(Named object pointing entries)
+ + + + + + +

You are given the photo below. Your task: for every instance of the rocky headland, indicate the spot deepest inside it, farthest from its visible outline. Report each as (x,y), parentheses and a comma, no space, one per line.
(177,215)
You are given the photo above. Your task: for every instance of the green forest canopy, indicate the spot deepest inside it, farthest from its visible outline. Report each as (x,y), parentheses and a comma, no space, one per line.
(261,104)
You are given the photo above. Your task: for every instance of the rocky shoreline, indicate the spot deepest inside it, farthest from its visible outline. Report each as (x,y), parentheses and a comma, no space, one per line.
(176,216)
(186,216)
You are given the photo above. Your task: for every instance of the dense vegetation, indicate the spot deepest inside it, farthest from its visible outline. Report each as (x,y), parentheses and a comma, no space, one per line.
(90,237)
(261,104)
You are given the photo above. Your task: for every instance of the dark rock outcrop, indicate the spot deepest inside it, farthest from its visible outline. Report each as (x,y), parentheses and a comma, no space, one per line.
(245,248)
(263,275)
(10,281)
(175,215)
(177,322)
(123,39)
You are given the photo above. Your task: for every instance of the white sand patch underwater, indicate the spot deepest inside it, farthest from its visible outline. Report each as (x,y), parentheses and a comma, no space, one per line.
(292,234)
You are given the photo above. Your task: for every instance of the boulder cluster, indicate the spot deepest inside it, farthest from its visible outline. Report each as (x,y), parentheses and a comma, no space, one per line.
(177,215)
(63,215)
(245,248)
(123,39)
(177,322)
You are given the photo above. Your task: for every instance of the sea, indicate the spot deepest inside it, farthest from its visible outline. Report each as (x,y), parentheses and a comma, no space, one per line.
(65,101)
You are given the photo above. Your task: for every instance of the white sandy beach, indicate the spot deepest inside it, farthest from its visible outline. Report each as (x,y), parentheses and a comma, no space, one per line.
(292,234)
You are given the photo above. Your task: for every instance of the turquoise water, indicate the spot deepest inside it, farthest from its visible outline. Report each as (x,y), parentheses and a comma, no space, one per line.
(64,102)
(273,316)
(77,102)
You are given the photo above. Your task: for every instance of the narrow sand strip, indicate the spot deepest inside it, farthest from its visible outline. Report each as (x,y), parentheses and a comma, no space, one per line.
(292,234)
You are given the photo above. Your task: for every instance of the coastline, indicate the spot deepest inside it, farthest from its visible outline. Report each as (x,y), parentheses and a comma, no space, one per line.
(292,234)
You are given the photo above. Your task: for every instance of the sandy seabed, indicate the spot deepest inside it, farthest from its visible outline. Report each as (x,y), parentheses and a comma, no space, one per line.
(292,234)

+ + + + + + +

▶ Objective: Your task is to print all of the records exactly.

▶ The output:
You are given the photo below. Your task: for every instance of the rocky headland, indicate the spot deepest inside it, farthest from its visible outline. Report each as (x,y), parentheses and a comma, no space, one per line.
(177,215)
You are given the photo above. Your task: for every instance of the green forest canopy, indicate the spot deepest inside it, farthest from its visible outline. Report each as (x,y), parentheses and a comma, no space, one per line.
(261,104)
You are given the photo above. Your task: for every instance of the rocky shoreline, indicate the spot deepest inside it, farthest from its visible outline. Report each as (x,y), parentheses and a comma, no space, one per line.
(176,216)
(186,216)
You are given the photo above. Your task: for every instance of the dense vegetation, indicate the spot deepest inside it, farthest from its visible outline. Report each as (x,y), parentheses and a comma, no space, one per line.
(90,237)
(261,104)
You are given the photo above. Your task: for every instance of the dark rock outcrop, indicate the spot deepest inside it, farthest from its visible outline. Report each as (x,y), parentheses and a comma, no space, one per line.
(245,248)
(263,275)
(10,281)
(175,215)
(177,322)
(123,39)
You are given the photo above. Your task: for every instance of the white sand patch underwater, indicate the spot deepest inside it, farthest from its visible outline. Report each as (x,y), parentheses and a comma, no space, one per line.
(292,234)
You are given the photo above. Your task: for every instance of the boulder cluster, indicate the spot deepest inside it, farthest from its visible outline. Report each as (x,y), parentheses and a comma, no space, one per line.
(177,215)
(63,215)
(245,248)
(123,39)
(177,322)
You are given the photo above. Your task: for every instance of the sea, indicate the spot deepest inside it, farthest from its visible outline. Report each as (x,y), parentheses and a comma, no space, one per line.
(65,101)
You are given the photo above. Your task: for every instance of the white sandy beach, indicate the spot deepest inside it, farthest from its visible outline. Report each as (x,y), parentheses and a comma, no space, one per line.
(292,234)
You are given the photo above. Your task: for every instance of the turquoise water, indicate the spot deepest inside it, farthest from its visible outline. Report each as (x,y), parentheses and a comma, no space, one per line.
(64,102)
(273,316)
(77,102)
You are given the photo above. Your task: for every instance of the narrow sand strip, indicate the spot deepest inside it, farthest from its visible outline. Report each as (x,y), parentheses and a comma, no space, one per line.
(292,234)
You are given the photo above. Your task: for every instance of the coastline, indicate the spot deepest inside it, farthest from its visible outline. Report each as (x,y), parentheses and a comma, no space, one per line.
(292,234)
You are given the photo above. Your task: for every instance of the sandy seabed, indicate the spot deepest inside it, farthest from its visible outline. Report each as (x,y), parentheses and a comma, no space, one per line.
(292,234)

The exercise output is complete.